● **Data in this exercise**:

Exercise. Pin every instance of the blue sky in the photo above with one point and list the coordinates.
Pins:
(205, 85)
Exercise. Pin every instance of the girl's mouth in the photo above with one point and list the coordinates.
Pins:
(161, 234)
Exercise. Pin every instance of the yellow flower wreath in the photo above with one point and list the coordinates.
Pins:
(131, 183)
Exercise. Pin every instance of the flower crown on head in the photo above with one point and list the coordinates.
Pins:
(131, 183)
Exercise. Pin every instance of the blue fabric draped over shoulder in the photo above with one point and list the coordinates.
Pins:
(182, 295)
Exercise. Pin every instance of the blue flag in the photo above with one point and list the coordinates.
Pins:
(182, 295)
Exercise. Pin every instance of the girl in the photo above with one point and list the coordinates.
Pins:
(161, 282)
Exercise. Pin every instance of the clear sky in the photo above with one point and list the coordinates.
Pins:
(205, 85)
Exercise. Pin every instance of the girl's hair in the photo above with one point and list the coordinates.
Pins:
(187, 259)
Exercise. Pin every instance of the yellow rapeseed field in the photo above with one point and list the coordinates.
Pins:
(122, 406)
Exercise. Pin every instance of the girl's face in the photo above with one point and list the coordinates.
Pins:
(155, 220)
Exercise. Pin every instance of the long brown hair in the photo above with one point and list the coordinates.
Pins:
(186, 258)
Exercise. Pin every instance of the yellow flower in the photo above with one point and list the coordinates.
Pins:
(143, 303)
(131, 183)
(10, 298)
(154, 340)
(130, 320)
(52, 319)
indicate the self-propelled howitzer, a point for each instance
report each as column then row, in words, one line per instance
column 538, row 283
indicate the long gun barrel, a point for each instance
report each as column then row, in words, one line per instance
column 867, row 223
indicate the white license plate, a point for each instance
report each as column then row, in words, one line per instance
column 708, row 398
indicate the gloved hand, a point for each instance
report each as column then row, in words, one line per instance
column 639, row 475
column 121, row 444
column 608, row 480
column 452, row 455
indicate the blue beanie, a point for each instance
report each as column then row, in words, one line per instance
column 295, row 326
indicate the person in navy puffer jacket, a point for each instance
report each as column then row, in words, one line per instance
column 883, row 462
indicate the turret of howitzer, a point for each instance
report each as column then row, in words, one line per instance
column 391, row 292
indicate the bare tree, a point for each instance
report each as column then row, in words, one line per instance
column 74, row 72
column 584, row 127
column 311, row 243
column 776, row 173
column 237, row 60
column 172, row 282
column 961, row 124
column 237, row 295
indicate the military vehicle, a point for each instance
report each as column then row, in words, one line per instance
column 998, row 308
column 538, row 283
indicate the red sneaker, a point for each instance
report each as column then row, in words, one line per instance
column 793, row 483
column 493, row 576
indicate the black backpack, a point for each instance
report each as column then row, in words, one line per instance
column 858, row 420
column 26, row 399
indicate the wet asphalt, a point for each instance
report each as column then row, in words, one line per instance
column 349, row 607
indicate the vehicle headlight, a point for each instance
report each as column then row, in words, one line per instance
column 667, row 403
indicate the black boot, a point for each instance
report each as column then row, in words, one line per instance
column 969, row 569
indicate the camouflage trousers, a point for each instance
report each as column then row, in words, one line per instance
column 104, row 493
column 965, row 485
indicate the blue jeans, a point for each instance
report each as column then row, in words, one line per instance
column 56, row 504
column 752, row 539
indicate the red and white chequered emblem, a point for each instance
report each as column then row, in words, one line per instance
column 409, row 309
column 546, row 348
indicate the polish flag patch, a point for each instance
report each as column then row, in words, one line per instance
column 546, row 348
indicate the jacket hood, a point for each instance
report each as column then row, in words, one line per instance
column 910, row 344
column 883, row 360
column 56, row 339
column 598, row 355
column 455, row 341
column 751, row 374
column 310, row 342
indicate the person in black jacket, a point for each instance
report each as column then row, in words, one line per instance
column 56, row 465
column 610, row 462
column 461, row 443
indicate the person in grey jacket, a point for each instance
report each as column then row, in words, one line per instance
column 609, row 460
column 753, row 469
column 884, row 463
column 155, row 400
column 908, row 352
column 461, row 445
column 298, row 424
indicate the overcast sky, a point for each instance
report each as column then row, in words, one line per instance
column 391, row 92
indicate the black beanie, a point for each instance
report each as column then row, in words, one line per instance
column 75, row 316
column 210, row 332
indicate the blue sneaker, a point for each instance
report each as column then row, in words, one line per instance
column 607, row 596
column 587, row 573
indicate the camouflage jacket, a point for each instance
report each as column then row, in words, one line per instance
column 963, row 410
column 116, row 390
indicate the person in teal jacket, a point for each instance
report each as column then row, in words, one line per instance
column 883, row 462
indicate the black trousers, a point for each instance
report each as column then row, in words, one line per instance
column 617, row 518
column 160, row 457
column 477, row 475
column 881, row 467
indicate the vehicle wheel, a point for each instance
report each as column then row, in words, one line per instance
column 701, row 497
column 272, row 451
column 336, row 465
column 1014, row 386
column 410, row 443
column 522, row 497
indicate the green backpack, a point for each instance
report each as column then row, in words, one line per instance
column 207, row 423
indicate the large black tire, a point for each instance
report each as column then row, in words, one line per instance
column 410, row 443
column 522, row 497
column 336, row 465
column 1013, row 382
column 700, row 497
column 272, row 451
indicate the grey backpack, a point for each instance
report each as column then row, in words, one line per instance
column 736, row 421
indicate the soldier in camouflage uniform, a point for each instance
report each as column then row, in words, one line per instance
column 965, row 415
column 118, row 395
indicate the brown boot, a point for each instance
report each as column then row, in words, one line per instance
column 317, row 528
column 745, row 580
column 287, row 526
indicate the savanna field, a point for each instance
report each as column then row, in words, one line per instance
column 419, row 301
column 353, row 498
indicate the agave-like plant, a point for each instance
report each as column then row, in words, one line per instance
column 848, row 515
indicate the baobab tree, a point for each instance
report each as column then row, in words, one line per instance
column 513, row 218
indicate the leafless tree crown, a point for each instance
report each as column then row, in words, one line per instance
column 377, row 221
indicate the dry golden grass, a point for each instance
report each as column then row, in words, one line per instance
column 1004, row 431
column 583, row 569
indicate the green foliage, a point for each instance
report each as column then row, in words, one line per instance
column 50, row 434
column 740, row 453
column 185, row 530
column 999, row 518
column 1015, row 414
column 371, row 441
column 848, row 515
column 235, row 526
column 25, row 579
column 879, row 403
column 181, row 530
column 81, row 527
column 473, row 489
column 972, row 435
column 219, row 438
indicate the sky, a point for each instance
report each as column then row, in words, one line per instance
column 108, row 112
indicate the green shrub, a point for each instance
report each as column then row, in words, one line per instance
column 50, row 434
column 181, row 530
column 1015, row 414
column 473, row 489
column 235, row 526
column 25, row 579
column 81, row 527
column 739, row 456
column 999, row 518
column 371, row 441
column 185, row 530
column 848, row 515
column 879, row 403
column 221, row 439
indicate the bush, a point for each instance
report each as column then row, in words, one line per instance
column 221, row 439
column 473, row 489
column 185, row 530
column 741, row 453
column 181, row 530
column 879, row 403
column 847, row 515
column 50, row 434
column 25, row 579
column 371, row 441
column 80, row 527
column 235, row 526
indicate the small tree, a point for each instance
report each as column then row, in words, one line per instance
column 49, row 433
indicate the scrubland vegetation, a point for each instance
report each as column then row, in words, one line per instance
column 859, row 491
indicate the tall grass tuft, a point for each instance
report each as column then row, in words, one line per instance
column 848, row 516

● **Exercise prompt**: Please copy all of the records above word for word, without changing or leaving out anything.

● **Exercise solution**:
Exercise. Pin every instance of the blue sky in the photo above with one point and list the coordinates.
Pins:
(205, 85)
Exercise. Pin every instance of the girl's mouth in the photo above with one point and list the coordinates.
Pins:
(161, 234)
Exercise. Pin every instance of the yellow flower wreath in the photo above with one point and list the coordinates.
Pins:
(131, 183)
Exercise. Pin every instance of the flower crown on head in the photo above with one point and list the coordinates.
Pins:
(131, 183)
Exercise. Pin every instance of the blue fabric draped over shoulder in the photo above with one point and list the coordinates.
Pins:
(182, 295)
Exercise. Pin every instance of the blue flag in the photo above with one point and list the coordinates.
Pins:
(182, 295)
Exercise. Pin every instance of the girl in the photo above with one point and list the coordinates.
Pins:
(161, 282)
Exercise. Pin every instance of the clear sky in the photo above with one point and list the coordinates.
Pins:
(205, 85)
Exercise. Pin every instance of the girl's hair in the photo above with one point and list the coordinates.
Pins:
(187, 259)
Exercise. Pin every instance of the yellow rapeseed field in the photo above with one point and list the coordinates.
Pins:
(122, 406)
Exercise. Pin every instance of the girl's face in the photo above with one point and list the coordinates.
Pins:
(155, 220)
Exercise. Pin every instance of the long brown hair in the photo above with one point and list the coordinates.
Pins:
(186, 258)
Exercise. Pin every instance of the yellow flower in the photo above with one point and list the coordinates.
Pins:
(143, 303)
(131, 183)
(10, 298)
(154, 340)
(130, 320)
(52, 319)
indicate the self-propelled howitzer, a point for each instance
report each as column then row, in words, one line per instance
column 538, row 283
indicate the long gun barrel, a point for each instance
report each as column then row, in words, one line per instance
column 867, row 223
indicate the white license plate, a point for each instance
report each as column then row, in words, one line per instance
column 708, row 398
indicate the gloved hand, a point for each instance
report each as column then row, in words, one line per instance
column 639, row 475
column 121, row 444
column 608, row 480
column 452, row 455
indicate the blue beanie, a point for each instance
report each as column then row, in words, one line per instance
column 295, row 326
indicate the person in navy puffer jacket, a point for each instance
report each as column then row, in words, one line per instance
column 883, row 462
indicate the turret of howitzer, a point for each instance
report each as column then row, in words, one line per instance
column 391, row 292
indicate the bare tree, a point for each instance
report each as column then row, in words, one line per instance
column 74, row 72
column 584, row 127
column 311, row 243
column 776, row 173
column 237, row 60
column 172, row 282
column 961, row 124
column 237, row 295
indicate the military vehicle, a point for each instance
report each as column then row, in words, one line per instance
column 998, row 308
column 538, row 283
indicate the red sneaker, a point for each instance
report each as column then row, in words, one line per instance
column 793, row 483
column 493, row 576
indicate the black backpack, a point for each instance
report each as column then row, in words, one line per instance
column 858, row 420
column 26, row 399
indicate the wet asphalt, a point for each instance
report each as column then row, in words, one line per instance
column 349, row 607
indicate the vehicle headlight, a point for each instance
report each as column then row, in words, one line per instance
column 667, row 403
indicate the black boot, a point for each instance
report each as column then row, in words, one line per instance
column 969, row 569
indicate the camouflage trousers, a point for each instance
report each as column then row, in words, one line per instance
column 104, row 493
column 965, row 485
indicate the blue jeans, a point for each instance
report each as column then row, in words, one line per instance
column 56, row 504
column 752, row 539
indicate the red and white chequered emblem, a point for each instance
report each as column then row, in words, one line per instance
column 409, row 309
column 546, row 348
indicate the polish flag patch, a point for each instance
report each as column then row, in words, one line per instance
column 546, row 348
indicate the jacket hood, a point for each instance
report each as column then row, in words, one line per instance
column 910, row 344
column 883, row 360
column 56, row 339
column 598, row 355
column 455, row 341
column 751, row 374
column 310, row 342
indicate the person in black jacket, a point for each instance
report each as column then row, in words, one line per instance
column 56, row 465
column 610, row 462
column 461, row 443
indicate the person in grey jacket, a point for each instance
report each as column then row, in words, one line per instance
column 609, row 460
column 753, row 469
column 884, row 463
column 155, row 400
column 908, row 352
column 461, row 445
column 298, row 424
indicate the overcast sky, a point for each instance
report each as column then row, in words, one line per instance
column 391, row 92
indicate the black beanie, a point for each instance
report each as column then row, in words, one line per instance
column 75, row 316
column 210, row 332
indicate the blue sneaker, a point for each instance
report each as column then row, in words, one line per instance
column 607, row 596
column 587, row 573
indicate the camouflage jacket, a point for each instance
report each as column then row, in words, one line per instance
column 963, row 410
column 116, row 390
indicate the person in teal jacket, a point for each instance
report each as column then row, in words, one line per instance
column 883, row 462
indicate the black trousers, a point for each instance
report each as column then row, in words, one line per instance
column 617, row 518
column 160, row 457
column 477, row 475
column 881, row 467
indicate the vehicle wheel, a point for each instance
report each as column then row, in words, one line per instance
column 701, row 497
column 272, row 451
column 336, row 465
column 1014, row 386
column 410, row 443
column 522, row 497
indicate the green backpack, a point for each instance
report each as column then row, in words, one line per instance
column 207, row 423
indicate the large black tire, a point for each instance
report each as column then row, in words, one line per instance
column 410, row 443
column 522, row 497
column 336, row 465
column 1013, row 382
column 700, row 497
column 272, row 451
indicate the grey backpack, a point for each instance
report each as column then row, in words, one line per instance
column 736, row 421
indicate the soldier in camouflage uniform, a point for each instance
report each as column then row, in words, one line per instance
column 965, row 415
column 118, row 395
indicate the brown boot, a point for each instance
report each as column then row, in words, one line per instance
column 317, row 528
column 745, row 580
column 287, row 526
indicate the savanna field, a point for each instance
report each as column then row, in words, one line per instance
column 419, row 301
column 353, row 498
indicate the agave-like plant, a point for each instance
report each as column then row, in words, one line per instance
column 848, row 515
indicate the baobab tree, a point for each instance
report each as column then row, in words, one line per instance
column 513, row 218
indicate the leafless tree crown, a point for each instance
report each as column then row, in words, one line per instance
column 377, row 221
indicate the dry golden grass, a point for each instance
report each as column then row, in words, one line per instance
column 1004, row 431
column 583, row 569
indicate the green foliage, a point for each instance
report each as column then row, in words, one line per instance
column 50, row 434
column 740, row 453
column 185, row 530
column 999, row 518
column 1015, row 414
column 371, row 441
column 848, row 515
column 235, row 526
column 25, row 579
column 879, row 403
column 181, row 530
column 81, row 527
column 473, row 489
column 972, row 435
column 219, row 438
indicate the sky, a point for each instance
report each as column then row, in words, one line per instance
column 108, row 112
indicate the green shrub, a point for each instance
report each as column then row, in words, one line per instance
column 50, row 434
column 181, row 530
column 1015, row 414
column 473, row 489
column 235, row 526
column 25, row 579
column 81, row 527
column 739, row 456
column 999, row 518
column 371, row 441
column 185, row 530
column 848, row 515
column 879, row 403
column 221, row 439
indicate the bush, a point for each instance
report each as column then row, in words, one line per instance
column 221, row 439
column 473, row 489
column 185, row 530
column 741, row 453
column 181, row 530
column 879, row 403
column 847, row 515
column 50, row 434
column 25, row 579
column 371, row 441
column 80, row 527
column 235, row 526
indicate the small tree, a point for each instance
report each as column then row, in words, one line per instance
column 49, row 433
indicate the scrubland vegetation, a point for each instance
report each as column then row, in words, one line per instance
column 859, row 491
indicate the tall grass tuft, a point for each instance
report each as column then row, in words, one line per instance
column 848, row 516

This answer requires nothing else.